BEGIN Data provided

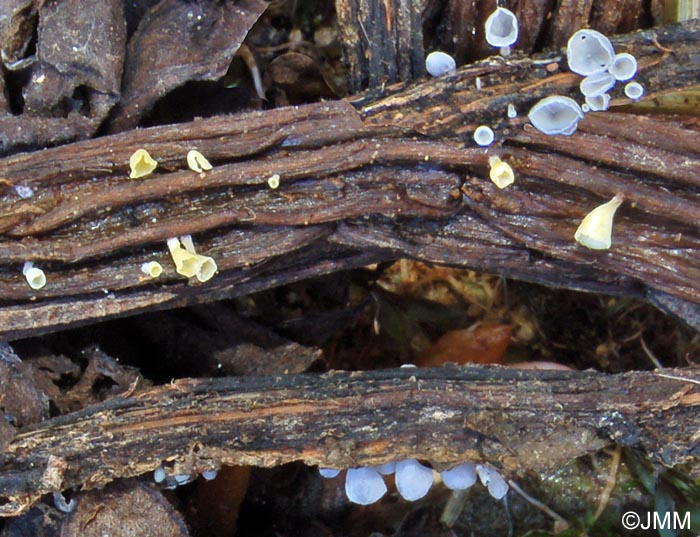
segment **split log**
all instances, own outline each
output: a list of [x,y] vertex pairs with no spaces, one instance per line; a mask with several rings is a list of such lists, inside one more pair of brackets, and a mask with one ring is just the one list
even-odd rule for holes
[[21,430],[0,464],[0,514],[161,464],[195,475],[222,464],[348,468],[417,457],[513,474],[611,442],[664,465],[697,463],[699,384],[697,369],[496,367],[183,379]]
[[[647,95],[696,88],[700,23],[615,40],[640,58]],[[378,98],[280,108],[130,131],[0,160],[0,337],[206,302],[367,263],[414,257],[557,286],[700,303],[700,132],[696,118],[589,114],[574,136],[544,136],[525,112],[579,77],[557,52],[492,58]],[[476,77],[483,89],[475,87]],[[626,100],[615,90],[613,105]],[[512,103],[516,119],[505,115]],[[354,105],[354,106],[353,106]],[[495,127],[485,150],[474,128]],[[466,147],[465,147],[466,146]],[[159,161],[128,179],[131,153]],[[198,175],[198,148],[215,168]],[[510,162],[498,190],[488,158]],[[279,175],[281,186],[267,179]],[[12,188],[29,186],[21,199]],[[621,193],[614,245],[572,237]],[[190,285],[165,240],[193,234],[220,274]],[[163,276],[139,267],[156,260]],[[31,290],[24,261],[47,273]]]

END Data provided

### Exercise objective:
Reproduce exactly the entries from their first line through the line containing "output: a list", including both, and omit any pictures.

### Answer section:
segment **split log**
all instances, own outline each
output: a list of [x,y] vertex pairs with no spaces, one instance per line; a mask with several rings is a list of such lists, inside one more pair of brackets, and a mask with one ring is just the one list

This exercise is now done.